*** ARTICLE ***

Le premier chapitre est juste magistral. La romancière fait les présentations de cette narration chorale. Elle commence par Theresa Linden. Elle a sept ans, puis dix-huit, vingt-deux, vingt-six… À trente-deux ans, elle se marie avec Adam, rencontré deux ans auparavant. Elle a une fille, Cecilia. Puis une amie, Jackie, qu’elle a connue à la maternité et qui deviendra l’ennemie. Theresa meurt assassinée dans son propre garage. Dans cette maison, parmi toutes les autres de Hot Springs Drive. Le drame est balayé d’un revers de chapitre par Lindsay Hunter. Léger affolement et questionnement, comment va-t-elle s’y prendre pour nous garder en alerte, après avoir tué aussi rapidement.

Lindsay s’intéresse maintenant à la voisine, l’amie, Jackie Stinson qui elle aussi a un mari, Nick, et quatre enfants. Lorsqu’elle rencontre Theresa la première fois à la maternité, elle se souvient qu’elle l’a aimée immédiatement. Mais « n’est-ce pas comme de cette façon que débutent les haines les plus violentes ? » D’ailleurs, selon Jackie, c’est la faute de Theresa. Elle, qui a eu l’idée d’aller chez Get Skinny, un programme de perte de poids, parce qu’elle croit pouvoir combler le vide qui l’habite en perdant quelques kilos. Gavée de junk food, essoufflée en faisant les courses, incapable de rentrer dans un seul de ses pantalons, la situation physique de Jackie, il est vrai, n’est pas forcément plus reluisante. Alors elle accepte de l’accompagner. La femme qui les accueille s’appelle Pepper. Elle est jolie. Elle a les bras gélatineux. « Je vais vous peser, dit-elle, et vous serez fin prêt ». Jackie est surprise. Pepper poursuit. « On confond souvent la faim avec tout un tas d’autres choses. Donnez-lui un autre nom ». Jackie a encore de beaux seins. Elle a envie que quelqu’un d’autre qu’elle où que Nick les voient. « Au lieu de faim, j’allais appeler ça désir. C’était ça, mon point de départ. J’allais devenir accro ». Son régime va précipiter la tragédie.

***

CONSIGNE:
Pouvez-vous mettre à jour le passage de l'article allant de « Le premier chapitre » jusqu'à « tué aussi rapidement. » inclus, en remplaçant « garage » par « jardin » ?

*** LIGNES FOURNIES ***

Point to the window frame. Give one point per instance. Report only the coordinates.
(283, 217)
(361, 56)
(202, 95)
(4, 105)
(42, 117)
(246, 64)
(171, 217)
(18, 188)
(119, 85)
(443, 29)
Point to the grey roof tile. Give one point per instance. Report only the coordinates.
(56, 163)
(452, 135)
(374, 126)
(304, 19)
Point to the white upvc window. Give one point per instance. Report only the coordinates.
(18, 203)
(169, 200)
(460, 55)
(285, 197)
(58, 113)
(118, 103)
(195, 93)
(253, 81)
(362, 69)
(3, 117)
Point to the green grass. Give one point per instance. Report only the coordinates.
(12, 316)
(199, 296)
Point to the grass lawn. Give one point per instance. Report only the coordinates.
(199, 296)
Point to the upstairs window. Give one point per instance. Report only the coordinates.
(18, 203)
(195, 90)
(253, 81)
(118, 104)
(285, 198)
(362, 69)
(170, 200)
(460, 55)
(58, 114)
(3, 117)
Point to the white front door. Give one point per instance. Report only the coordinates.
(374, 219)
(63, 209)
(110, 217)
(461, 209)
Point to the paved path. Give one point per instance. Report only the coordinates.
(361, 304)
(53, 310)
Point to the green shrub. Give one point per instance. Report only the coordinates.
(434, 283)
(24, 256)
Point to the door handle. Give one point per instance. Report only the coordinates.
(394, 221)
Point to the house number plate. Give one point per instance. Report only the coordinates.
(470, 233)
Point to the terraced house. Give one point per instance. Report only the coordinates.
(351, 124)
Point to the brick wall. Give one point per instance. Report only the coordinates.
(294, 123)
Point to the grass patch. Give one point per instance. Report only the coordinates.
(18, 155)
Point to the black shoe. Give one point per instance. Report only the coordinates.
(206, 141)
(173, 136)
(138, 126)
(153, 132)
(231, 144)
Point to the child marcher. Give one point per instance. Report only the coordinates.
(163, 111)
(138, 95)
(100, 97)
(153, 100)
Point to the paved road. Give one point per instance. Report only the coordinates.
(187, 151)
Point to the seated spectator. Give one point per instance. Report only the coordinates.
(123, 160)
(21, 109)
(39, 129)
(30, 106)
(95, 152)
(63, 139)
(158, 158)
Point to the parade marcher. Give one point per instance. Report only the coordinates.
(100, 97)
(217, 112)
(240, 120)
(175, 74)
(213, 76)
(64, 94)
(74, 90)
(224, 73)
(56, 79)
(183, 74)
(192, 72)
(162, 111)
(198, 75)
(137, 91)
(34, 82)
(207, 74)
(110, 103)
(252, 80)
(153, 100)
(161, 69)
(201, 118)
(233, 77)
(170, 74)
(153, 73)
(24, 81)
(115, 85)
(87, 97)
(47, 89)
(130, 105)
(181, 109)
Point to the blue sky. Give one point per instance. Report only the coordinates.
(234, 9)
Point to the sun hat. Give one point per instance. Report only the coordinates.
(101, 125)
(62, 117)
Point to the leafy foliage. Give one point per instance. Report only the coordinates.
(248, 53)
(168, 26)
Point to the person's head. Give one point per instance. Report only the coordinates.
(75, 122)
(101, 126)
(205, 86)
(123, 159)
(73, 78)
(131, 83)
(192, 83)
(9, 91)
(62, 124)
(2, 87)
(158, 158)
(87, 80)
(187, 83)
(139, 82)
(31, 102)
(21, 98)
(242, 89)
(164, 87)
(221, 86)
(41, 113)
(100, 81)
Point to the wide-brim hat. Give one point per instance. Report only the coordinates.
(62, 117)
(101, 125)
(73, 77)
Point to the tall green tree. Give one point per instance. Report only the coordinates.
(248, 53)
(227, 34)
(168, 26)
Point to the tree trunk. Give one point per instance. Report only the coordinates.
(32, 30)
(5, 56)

***

RÉPONSE:
Le premier chapitre est juste magistral. La romancière fait les présentations de cette narration chorale. Elle commence par Theresa Linden. Elle a sept ans, puis dix-huit, vingt-deux, vingt-six… À trente-deux ans, elle se marie avec Adam, rencontré deux ans auparavant. Elle a une fille, Cecilia. Puis une amie, Jackie, qu’elle a connue à la maternité et qui deviendra l’ennemie. Theresa meurt assassinée dans son propre jardin. Dans cette maison, parmi toutes les autres de Hot Springs Drive. Le drame est balayé d’un revers de chapitre par Lindsay Hunter. Léger affolement et questionnement, comment va-t-elle s’y prendre pour nous garder en alerte, après avoir tué aussi rapidement.